## Data entries:
* Start *
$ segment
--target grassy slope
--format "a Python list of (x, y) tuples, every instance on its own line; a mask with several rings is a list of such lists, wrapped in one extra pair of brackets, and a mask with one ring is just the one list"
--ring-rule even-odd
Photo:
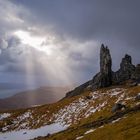
[[(105, 92), (108, 89), (103, 89)], [(128, 96), (135, 96), (140, 93), (140, 87), (127, 88)], [(84, 136), (82, 140), (139, 140), (140, 138), (140, 110), (133, 113), (128, 113), (116, 123), (105, 124), (103, 128), (96, 128), (92, 133), (84, 135), (84, 133), (92, 127), (82, 127), (84, 125), (90, 124), (93, 121), (99, 120), (104, 117), (110, 117), (112, 113), (110, 112), (111, 106), (114, 101), (110, 100), (110, 106), (105, 110), (93, 113), (88, 118), (83, 118), (78, 124), (71, 126), (66, 131), (59, 132), (50, 137), (40, 137), (37, 140), (75, 140), (79, 136)], [(126, 101), (127, 107), (132, 108), (136, 105), (134, 100)]]
[[(114, 87), (111, 87), (114, 88)], [(106, 88), (106, 89), (101, 89), (100, 94), (109, 91), (111, 88)], [(115, 87), (116, 88), (116, 87)], [(136, 96), (137, 93), (140, 93), (140, 86), (136, 87), (124, 87), (127, 89), (126, 93), (127, 96)], [(6, 118), (2, 122), (0, 122), (0, 128), (6, 123), (9, 125), (12, 123), (12, 120), (16, 118), (17, 116), (20, 116), (24, 114), (26, 111), (31, 110), (32, 111), (32, 116), (33, 118), (31, 120), (28, 120), (30, 123), (30, 128), (38, 128), (42, 125), (44, 125), (44, 122), (49, 123), (48, 119), (50, 116), (52, 116), (53, 113), (56, 113), (58, 110), (61, 108), (69, 105), (73, 101), (76, 101), (80, 97), (84, 97), (86, 95), (90, 94), (90, 91), (85, 91), (82, 95), (75, 96), (72, 98), (67, 98), (65, 100), (59, 101), (54, 104), (50, 105), (43, 105), (43, 106), (38, 106), (34, 108), (28, 108), (28, 109), (19, 109), (19, 110), (12, 110), (8, 112), (12, 112), (12, 115), (9, 118)], [(99, 98), (95, 101), (95, 103), (91, 102), (91, 106), (94, 106), (98, 104), (99, 102), (103, 102), (105, 100), (108, 100), (108, 105), (104, 108), (101, 109), (100, 111), (97, 111), (90, 115), (88, 118), (82, 118), (77, 124), (73, 124), (68, 130), (64, 132), (60, 132), (57, 134), (52, 135), (51, 137), (41, 137), (37, 139), (41, 140), (73, 140), (76, 139), (76, 137), (83, 135), (86, 131), (92, 128), (87, 128), (87, 127), (82, 127), (84, 125), (90, 124), (93, 121), (110, 117), (112, 115), (111, 113), (111, 108), (114, 102), (116, 101), (116, 97), (113, 98), (108, 98), (108, 96), (102, 96), (102, 98)], [(134, 100), (127, 100), (126, 101), (127, 107), (131, 108), (136, 105), (136, 102)], [(49, 112), (48, 112), (49, 111)], [(44, 116), (45, 115), (45, 116)], [(42, 117), (44, 116), (44, 117)], [(126, 118), (120, 120), (119, 122), (116, 122), (114, 124), (105, 124), (103, 128), (97, 128), (93, 133), (84, 135), (83, 139), (84, 140), (129, 140), (129, 139), (134, 139), (138, 140), (139, 132), (140, 132), (140, 120), (139, 117), (140, 112), (136, 112), (133, 114), (128, 114)], [(40, 119), (41, 118), (41, 119)], [(37, 121), (40, 119), (40, 123), (37, 123), (37, 125), (33, 124), (33, 121)], [(20, 123), (19, 123), (20, 125)], [(13, 127), (13, 129), (15, 129)], [(13, 130), (12, 129), (12, 130)], [(94, 129), (94, 128), (93, 128)]]

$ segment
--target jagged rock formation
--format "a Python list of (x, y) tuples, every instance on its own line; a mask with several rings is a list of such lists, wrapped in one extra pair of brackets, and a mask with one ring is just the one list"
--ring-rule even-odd
[(101, 45), (100, 50), (100, 72), (93, 77), (92, 87), (107, 87), (112, 84), (112, 59), (108, 47)]
[(136, 66), (132, 79), (140, 83), (140, 64)]
[(111, 85), (120, 85), (125, 83), (127, 80), (134, 82), (140, 82), (140, 64), (136, 67), (132, 64), (132, 58), (126, 54), (122, 58), (120, 69), (113, 72), (112, 59), (108, 47), (101, 45), (100, 49), (100, 72), (97, 73), (92, 80), (85, 84), (75, 88), (66, 94), (66, 97), (72, 97), (81, 94), (86, 89), (96, 90)]
[(114, 73), (113, 81), (116, 84), (122, 83), (132, 78), (135, 66), (132, 64), (132, 58), (128, 54), (122, 59), (120, 69)]

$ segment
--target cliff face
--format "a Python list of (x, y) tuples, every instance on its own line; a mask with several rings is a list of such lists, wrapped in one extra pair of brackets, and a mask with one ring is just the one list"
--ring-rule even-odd
[(112, 59), (108, 47), (101, 45), (100, 72), (93, 77), (92, 87), (107, 87), (112, 84)]
[(140, 82), (140, 64), (135, 67), (132, 64), (131, 56), (126, 54), (124, 58), (122, 58), (119, 70), (113, 72), (110, 50), (102, 44), (100, 49), (100, 72), (97, 73), (92, 80), (68, 92), (66, 97), (79, 95), (87, 88), (96, 90), (111, 85), (120, 85), (127, 80)]
[(122, 59), (120, 69), (114, 73), (113, 81), (116, 84), (122, 83), (132, 78), (135, 66), (132, 64), (132, 58), (128, 54)]

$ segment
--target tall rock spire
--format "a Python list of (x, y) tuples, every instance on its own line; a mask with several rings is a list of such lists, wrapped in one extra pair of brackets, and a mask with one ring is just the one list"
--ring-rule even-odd
[(104, 44), (102, 44), (100, 49), (100, 72), (105, 75), (111, 74), (111, 67), (112, 59), (110, 51), (107, 46), (105, 47)]
[(93, 89), (112, 85), (112, 59), (108, 47), (101, 45), (100, 72), (93, 77)]

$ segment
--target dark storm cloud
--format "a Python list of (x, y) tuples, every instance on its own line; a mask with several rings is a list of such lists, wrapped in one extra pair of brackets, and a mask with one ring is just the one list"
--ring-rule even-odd
[(77, 39), (116, 38), (138, 47), (139, 0), (15, 0), (27, 6), (39, 22), (52, 24), (61, 34)]
[[(36, 51), (34, 59), (30, 59), (34, 53), (32, 49), (30, 55), (26, 55), (28, 49), (25, 50), (23, 47), (22, 49), (13, 47), (11, 51), (10, 47), (16, 46), (19, 41), (12, 37), (7, 40), (8, 49), (3, 50), (0, 56), (0, 64), (7, 63), (5, 67), (8, 72), (22, 71), (22, 61), (25, 58), (34, 63), (35, 71), (40, 71), (40, 58), (45, 60), (43, 65), (47, 66), (48, 61), (54, 61), (60, 55), (64, 57), (66, 61), (64, 65), (72, 74), (76, 75), (77, 79), (81, 77), (79, 81), (86, 81), (99, 70), (101, 43), (109, 46), (114, 69), (118, 69), (125, 53), (132, 55), (135, 64), (140, 63), (139, 0), (0, 0), (0, 2), (7, 5), (0, 5), (2, 17), (0, 26), (3, 27), (0, 35), (19, 29), (30, 31), (32, 35), (45, 35), (51, 30), (58, 38), (56, 45), (61, 46), (54, 49), (58, 53), (52, 59), (42, 58), (43, 55)], [(12, 13), (14, 22), (5, 19), (9, 13)], [(28, 27), (35, 27), (35, 30), (29, 30)], [(47, 42), (45, 43), (47, 45)], [(19, 63), (16, 66), (14, 62)]]

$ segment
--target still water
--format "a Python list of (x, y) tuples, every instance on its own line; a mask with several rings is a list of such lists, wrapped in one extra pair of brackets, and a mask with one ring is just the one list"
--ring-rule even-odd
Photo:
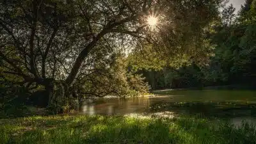
[(84, 101), (80, 113), (86, 115), (148, 115), (159, 113), (243, 120), (256, 124), (256, 91), (162, 90), (157, 96), (104, 98)]

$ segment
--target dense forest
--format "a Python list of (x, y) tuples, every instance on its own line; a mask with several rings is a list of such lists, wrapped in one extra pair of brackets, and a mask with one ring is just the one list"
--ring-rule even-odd
[(256, 1), (0, 2), (0, 109), (255, 85)]
[[(232, 4), (223, 7), (204, 36), (209, 40), (211, 56), (203, 63), (191, 59), (178, 67), (169, 63), (161, 69), (142, 67), (140, 73), (153, 90), (223, 85), (255, 88), (255, 3), (246, 0), (237, 13)], [(200, 59), (202, 55), (195, 56)]]

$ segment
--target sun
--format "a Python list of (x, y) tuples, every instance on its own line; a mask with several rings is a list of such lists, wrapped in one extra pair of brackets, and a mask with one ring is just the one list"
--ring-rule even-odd
[(155, 26), (157, 24), (157, 18), (154, 16), (150, 16), (148, 18), (148, 24), (150, 26)]

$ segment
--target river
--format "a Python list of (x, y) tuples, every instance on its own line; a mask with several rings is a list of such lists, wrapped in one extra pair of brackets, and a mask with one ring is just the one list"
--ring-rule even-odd
[(256, 124), (256, 91), (160, 90), (157, 95), (132, 98), (104, 98), (84, 101), (84, 115), (200, 115), (228, 120), (236, 125), (246, 120)]

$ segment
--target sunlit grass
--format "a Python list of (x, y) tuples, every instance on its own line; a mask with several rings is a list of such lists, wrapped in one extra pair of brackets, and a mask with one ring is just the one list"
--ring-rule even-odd
[(0, 120), (0, 143), (255, 143), (256, 131), (200, 117), (51, 116)]

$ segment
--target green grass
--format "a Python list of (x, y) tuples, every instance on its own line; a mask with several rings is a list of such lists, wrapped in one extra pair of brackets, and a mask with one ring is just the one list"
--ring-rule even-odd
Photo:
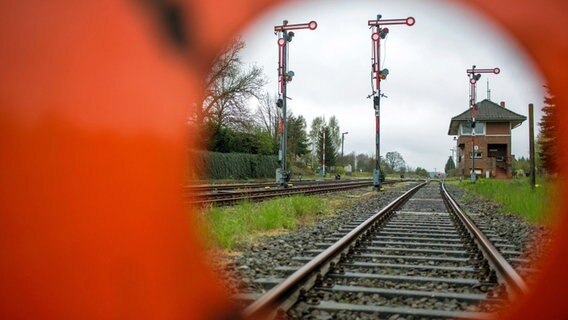
[(526, 217), (536, 223), (550, 222), (550, 207), (553, 183), (544, 179), (537, 181), (534, 190), (526, 178), (513, 180), (480, 179), (476, 183), (452, 182), (464, 189), (502, 205), (504, 212)]
[(203, 213), (211, 241), (226, 249), (255, 234), (294, 229), (299, 223), (313, 220), (324, 209), (321, 198), (283, 197), (262, 203), (242, 202), (232, 207), (213, 207)]

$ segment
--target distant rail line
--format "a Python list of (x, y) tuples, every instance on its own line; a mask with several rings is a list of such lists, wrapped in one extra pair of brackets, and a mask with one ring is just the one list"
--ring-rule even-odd
[[(393, 184), (400, 180), (387, 180), (383, 184)], [(279, 188), (274, 182), (196, 185), (188, 186), (187, 191), (193, 193), (191, 203), (197, 205), (230, 205), (243, 200), (263, 201), (270, 198), (290, 195), (311, 195), (372, 186), (371, 179), (354, 180), (304, 180), (292, 182), (288, 188)]]

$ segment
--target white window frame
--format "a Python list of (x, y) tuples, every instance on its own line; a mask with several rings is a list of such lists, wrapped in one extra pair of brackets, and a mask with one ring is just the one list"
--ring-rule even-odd
[[(483, 130), (480, 133), (475, 132), (476, 136), (484, 136), (485, 133), (487, 132), (487, 125), (485, 124), (485, 122), (482, 122), (482, 121), (476, 121), (475, 122), (475, 129), (477, 129), (480, 124), (483, 125)], [(460, 131), (459, 131), (460, 135), (461, 136), (471, 136), (471, 133), (465, 133), (465, 132), (463, 132), (463, 129), (464, 129), (464, 126), (463, 126), (463, 122), (462, 122), (462, 123), (460, 123)]]

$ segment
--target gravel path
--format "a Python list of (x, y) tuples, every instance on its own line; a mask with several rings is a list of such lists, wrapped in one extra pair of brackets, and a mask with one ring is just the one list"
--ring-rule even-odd
[[(231, 292), (241, 294), (241, 296), (248, 293), (252, 294), (251, 297), (255, 297), (270, 288), (274, 284), (274, 279), (285, 278), (291, 270), (305, 263), (305, 261), (294, 258), (314, 255), (313, 251), (322, 249), (322, 243), (329, 243), (330, 239), (337, 236), (342, 229), (352, 228), (354, 221), (365, 219), (376, 213), (384, 205), (400, 196), (407, 188), (408, 185), (403, 188), (385, 190), (378, 194), (351, 191), (349, 192), (351, 194), (361, 196), (362, 193), (366, 193), (366, 195), (361, 196), (360, 200), (350, 208), (339, 210), (334, 217), (323, 218), (314, 225), (300, 227), (288, 234), (262, 237), (254, 244), (240, 247), (237, 254), (221, 257), (219, 261), (222, 262), (217, 263), (217, 268), (222, 271), (221, 274)], [(545, 244), (549, 242), (549, 231), (545, 227), (530, 224), (523, 218), (511, 214), (495, 214), (494, 212), (499, 210), (497, 205), (467, 195), (466, 191), (458, 187), (448, 186), (448, 190), (476, 224), (482, 225), (484, 229), (492, 231), (500, 238), (507, 240), (509, 245), (514, 246), (514, 248), (506, 248), (507, 250), (524, 253), (522, 259), (517, 259), (513, 263), (516, 268), (519, 268), (521, 275), (525, 276), (534, 271), (530, 269), (531, 261), (540, 257)], [(333, 196), (327, 195), (326, 197)], [(421, 273), (420, 270), (414, 272)], [(254, 279), (265, 279), (266, 281), (259, 283), (258, 280), (253, 281)], [(381, 299), (384, 300), (380, 297), (371, 298), (372, 301), (381, 301)], [(437, 303), (434, 300), (422, 302)], [(246, 300), (242, 301), (243, 306), (248, 303)], [(412, 303), (415, 303), (415, 300), (409, 300), (409, 304)], [(455, 306), (458, 302), (452, 301), (451, 304)], [(464, 305), (462, 309), (465, 308)], [(325, 312), (316, 313), (313, 316), (322, 319), (325, 318), (325, 314)], [(353, 315), (349, 314), (349, 316)], [(366, 317), (363, 316), (363, 318)]]

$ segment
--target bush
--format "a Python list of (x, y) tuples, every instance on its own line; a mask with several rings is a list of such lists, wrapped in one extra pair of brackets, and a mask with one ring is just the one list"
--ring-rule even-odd
[(194, 170), (209, 179), (257, 179), (275, 177), (277, 156), (246, 153), (194, 152)]

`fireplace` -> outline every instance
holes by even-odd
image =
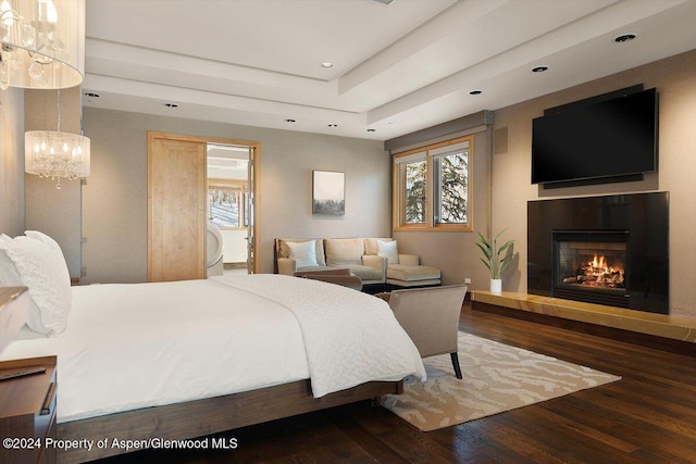
[[[555,298],[629,308],[629,230],[554,230]]]
[[[530,201],[527,292],[669,314],[669,193]]]

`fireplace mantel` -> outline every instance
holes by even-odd
[[[622,308],[604,306],[581,301],[562,300],[537,294],[473,290],[471,301],[508,310],[543,314],[614,329],[696,343],[696,317],[647,313]]]

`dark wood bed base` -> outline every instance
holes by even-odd
[[[60,451],[59,463],[79,463],[122,454],[111,447],[114,439],[149,438],[181,440],[204,437],[248,425],[289,417],[340,404],[402,393],[402,381],[372,381],[315,399],[309,380],[299,380],[258,390],[184,403],[126,411],[99,417],[58,424],[59,440],[108,440],[105,448],[96,444]],[[133,450],[135,451],[135,450]]]

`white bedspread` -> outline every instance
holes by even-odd
[[[225,285],[289,309],[302,330],[315,398],[370,380],[425,379],[418,349],[380,298],[311,279],[259,274]],[[366,297],[366,298],[365,298]]]
[[[58,422],[310,378],[315,397],[424,377],[380,299],[278,275],[73,288],[67,329],[0,360],[58,355]]]

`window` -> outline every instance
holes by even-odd
[[[209,179],[209,218],[221,229],[246,228],[247,183],[229,179]]]
[[[397,230],[472,230],[472,137],[394,156],[394,224]]]

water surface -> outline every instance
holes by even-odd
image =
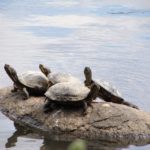
[[[149,47],[149,0],[0,1],[0,87],[12,84],[5,63],[18,73],[43,63],[80,79],[83,68],[90,66],[94,78],[109,81],[125,99],[150,112]],[[2,114],[0,121],[3,150],[17,130]],[[61,144],[49,147],[59,149],[55,146]],[[39,150],[42,145],[47,146],[42,137],[20,137],[9,149]]]

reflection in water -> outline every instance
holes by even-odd
[[[18,138],[24,137],[28,139],[43,139],[43,144],[40,146],[40,150],[67,150],[70,146],[73,139],[69,139],[65,136],[54,136],[47,135],[45,133],[37,132],[33,130],[33,128],[21,126],[17,123],[14,123],[16,131],[13,133],[11,137],[8,138],[7,143],[5,144],[6,148],[11,148],[16,146]],[[66,139],[68,139],[66,141]],[[81,144],[81,141],[76,144]],[[116,150],[121,148],[127,148],[129,145],[115,142],[115,141],[86,141],[87,150]],[[146,143],[144,143],[146,144]],[[25,144],[26,145],[26,144]],[[142,145],[142,143],[138,143],[137,145]],[[84,147],[84,143],[81,147]]]

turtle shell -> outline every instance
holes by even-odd
[[[61,82],[80,82],[80,80],[71,74],[67,73],[50,73],[48,75],[48,79],[53,83],[61,83]]]
[[[89,94],[90,89],[81,83],[62,82],[50,87],[45,96],[54,101],[81,101]]]
[[[37,71],[27,71],[19,75],[19,80],[22,84],[29,88],[38,87],[40,89],[45,89],[48,87],[48,79],[47,77]]]
[[[97,80],[96,82],[113,95],[121,97],[121,93],[116,89],[116,87],[112,86],[109,82],[103,80]]]

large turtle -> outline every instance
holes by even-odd
[[[45,93],[48,100],[44,106],[47,113],[55,106],[83,107],[83,114],[87,113],[87,106],[91,106],[92,100],[98,96],[99,86],[93,84],[91,89],[83,83],[62,82],[50,87]]]
[[[102,98],[103,100],[107,102],[113,102],[113,103],[118,103],[118,104],[123,104],[127,105],[129,107],[133,107],[138,109],[138,107],[130,102],[125,101],[122,97],[121,94],[117,89],[115,89],[113,86],[111,86],[107,82],[102,82],[102,81],[94,81],[92,79],[92,71],[90,67],[85,67],[84,69],[84,74],[85,74],[85,86],[88,88],[91,88],[91,86],[95,83],[99,85],[99,97]]]
[[[61,82],[80,82],[80,80],[71,74],[68,73],[60,73],[60,72],[51,72],[49,68],[46,66],[39,64],[39,69],[43,72],[46,77],[49,79],[49,86],[52,86]]]
[[[29,95],[42,96],[48,89],[48,79],[41,72],[27,71],[18,76],[15,69],[10,65],[5,64],[4,69],[14,82],[12,92],[23,91],[24,99],[28,99]]]

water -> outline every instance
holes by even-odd
[[[94,78],[111,82],[125,99],[150,112],[149,47],[149,0],[0,0],[0,87],[12,84],[4,63],[18,72],[43,63],[81,79],[84,66],[90,66]],[[18,130],[2,114],[0,122],[0,149],[5,150]],[[19,135],[8,149],[68,145],[38,136]],[[124,149],[148,150],[150,145]]]

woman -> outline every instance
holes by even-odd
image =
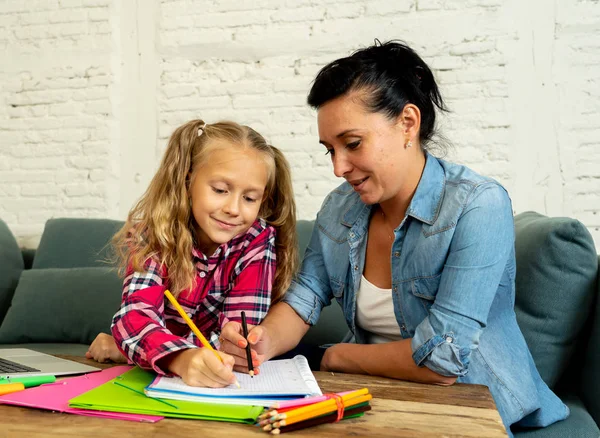
[[[346,181],[323,202],[283,302],[250,332],[259,361],[294,348],[335,298],[354,339],[327,349],[322,370],[486,385],[509,434],[566,418],[515,318],[506,190],[428,152],[445,109],[429,67],[406,45],[377,44],[324,67],[308,103]],[[244,367],[244,338],[221,336]]]

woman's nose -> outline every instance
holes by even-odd
[[[341,178],[350,172],[350,170],[352,170],[352,166],[343,153],[333,156],[333,173],[335,176]]]

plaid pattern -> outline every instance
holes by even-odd
[[[229,321],[259,324],[271,304],[275,277],[275,229],[258,219],[242,235],[219,246],[211,257],[192,251],[196,285],[177,301],[209,342],[219,347],[219,334]],[[121,308],[112,320],[112,334],[130,362],[160,374],[157,362],[175,351],[201,343],[164,296],[168,273],[153,259],[146,272],[128,272]]]

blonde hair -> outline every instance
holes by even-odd
[[[281,151],[269,145],[262,135],[229,121],[208,125],[202,120],[192,120],[171,135],[148,189],[113,237],[121,274],[130,266],[135,271],[145,271],[146,261],[154,258],[166,269],[171,292],[179,294],[195,286],[192,263],[195,222],[188,191],[195,172],[207,162],[215,144],[252,147],[265,156],[269,172],[258,217],[276,230],[277,268],[271,294],[271,302],[276,303],[298,268],[296,204],[290,167]]]

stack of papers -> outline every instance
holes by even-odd
[[[304,356],[265,362],[254,377],[234,374],[241,388],[203,388],[186,385],[179,377],[157,376],[145,392],[152,398],[256,406],[323,394]]]

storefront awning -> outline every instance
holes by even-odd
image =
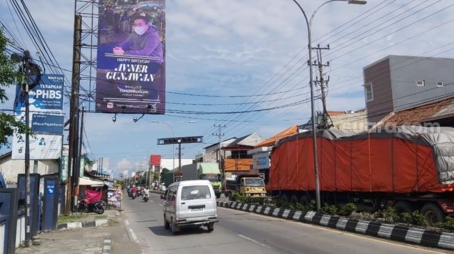
[[[95,187],[102,187],[104,186],[104,183],[102,181],[99,181],[93,179],[90,179],[88,177],[79,177],[79,185],[88,185],[88,186],[95,186]]]

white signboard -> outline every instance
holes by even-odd
[[[31,160],[57,160],[61,155],[62,135],[36,134],[30,136]],[[13,139],[12,159],[25,159],[25,135]]]

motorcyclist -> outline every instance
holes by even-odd
[[[142,191],[142,195],[143,196],[144,198],[145,197],[145,195],[147,196],[147,197],[148,197],[149,192],[149,189],[148,189],[148,188],[145,187]]]

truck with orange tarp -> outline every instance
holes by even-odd
[[[312,142],[311,132],[276,142],[266,186],[274,196],[303,205],[315,199]],[[322,202],[418,210],[431,223],[454,216],[454,128],[318,130],[317,144]]]

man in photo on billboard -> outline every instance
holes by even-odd
[[[157,72],[164,62],[158,30],[149,24],[149,18],[145,13],[136,13],[131,19],[133,32],[119,46],[113,48],[113,53],[148,56],[152,63],[150,67],[156,68]]]

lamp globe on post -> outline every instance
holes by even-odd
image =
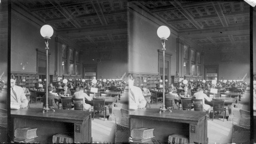
[[[49,50],[49,43],[48,41],[51,39],[51,37],[53,35],[53,29],[52,26],[50,25],[46,24],[43,25],[41,29],[40,30],[40,33],[42,37],[44,37],[45,39],[45,42],[46,45],[45,48],[46,50],[46,111],[49,111],[48,107],[48,50]],[[54,111],[54,109],[53,109]],[[44,110],[44,112],[45,110]]]
[[[165,50],[166,50],[165,49],[165,41],[167,40],[167,38],[169,37],[170,34],[170,30],[168,27],[165,25],[162,25],[160,26],[157,29],[157,36],[159,38],[160,38],[161,40],[162,41],[162,45],[163,46],[163,48],[162,48],[162,50],[163,50],[163,78],[164,78],[165,76],[165,73],[164,73],[164,52]],[[165,93],[165,90],[164,90],[164,82],[163,83],[163,107],[162,107],[162,110],[163,111],[165,111],[166,110],[165,108],[165,96],[164,96],[164,93]]]

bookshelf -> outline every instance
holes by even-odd
[[[159,83],[160,79],[158,75],[147,74],[132,74],[134,78],[135,85],[141,87],[143,84],[144,80],[146,80],[146,87],[147,89],[154,89],[156,88],[156,84]]]
[[[30,73],[13,73],[17,78],[15,84],[19,85],[20,83],[22,83],[22,80],[26,79],[26,87],[33,88],[35,87],[35,83],[37,82],[39,79],[39,75],[36,74]]]

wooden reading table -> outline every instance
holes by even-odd
[[[42,113],[42,108],[25,108],[11,110],[12,124],[9,128],[9,136],[14,138],[16,128],[37,128],[35,140],[39,143],[52,143],[52,137],[59,133],[69,134],[75,142],[92,142],[91,112],[74,110],[55,109]]]
[[[157,108],[130,110],[130,135],[134,128],[152,128],[155,129],[152,139],[161,143],[167,143],[168,136],[175,133],[187,137],[189,143],[208,142],[206,112],[172,110],[160,113],[159,111]]]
* End *
## Written problem:
Beginning with the line that contains "man in photo" and ending with the last line of the data above, output those lines exactly and nothing more, without any pictures.

## Exercise result:
man in photo on billboard -> outline every instance
holes by even-odd
[[[157,72],[164,62],[158,30],[149,24],[149,18],[145,13],[136,13],[131,19],[133,32],[119,46],[113,48],[113,53],[148,56],[152,63],[150,67],[156,68]]]

lamp globe on post -> outline every instance
holes by even-odd
image =
[[[49,50],[49,43],[48,41],[51,39],[51,37],[53,35],[53,29],[52,26],[50,25],[46,24],[43,25],[41,29],[40,30],[40,33],[42,37],[44,37],[45,39],[45,42],[46,45],[45,48],[46,50],[46,111],[49,111],[48,107],[48,50]],[[54,111],[54,109],[53,109]],[[44,110],[44,112],[45,110]]]
[[[165,50],[166,50],[165,49],[165,41],[167,40],[167,38],[169,37],[170,34],[170,30],[168,27],[165,25],[162,25],[160,26],[157,29],[157,36],[159,38],[160,38],[161,40],[162,41],[162,45],[163,46],[163,48],[162,48],[162,50],[163,50],[163,78],[164,78],[165,76],[165,73],[164,73],[164,52]],[[165,93],[165,90],[164,90],[164,82],[163,83],[163,107],[162,107],[162,110],[163,111],[165,111],[166,110],[165,108],[165,96],[164,96],[164,93]]]

bookshelf -> outline every instance
holes by even-odd
[[[159,83],[160,79],[158,75],[147,74],[132,74],[134,78],[135,85],[141,87],[143,84],[144,80],[146,80],[146,87],[147,89],[154,89],[156,88],[156,84]]]
[[[30,73],[13,73],[17,78],[15,84],[19,85],[20,83],[22,83],[22,80],[26,79],[26,87],[33,88],[35,87],[35,83],[37,82],[39,79],[39,75],[36,74]]]

wooden reading table -> outline every instance
holes by even-odd
[[[42,113],[42,108],[25,108],[11,110],[12,124],[9,128],[9,136],[14,138],[16,128],[37,128],[35,140],[39,143],[52,143],[52,137],[59,133],[69,134],[75,142],[92,142],[91,112],[74,110],[55,109]]]
[[[157,108],[130,110],[130,135],[134,128],[152,128],[155,129],[152,139],[161,143],[167,143],[168,136],[175,133],[187,137],[189,143],[208,142],[206,112],[172,110],[160,113],[159,111]]]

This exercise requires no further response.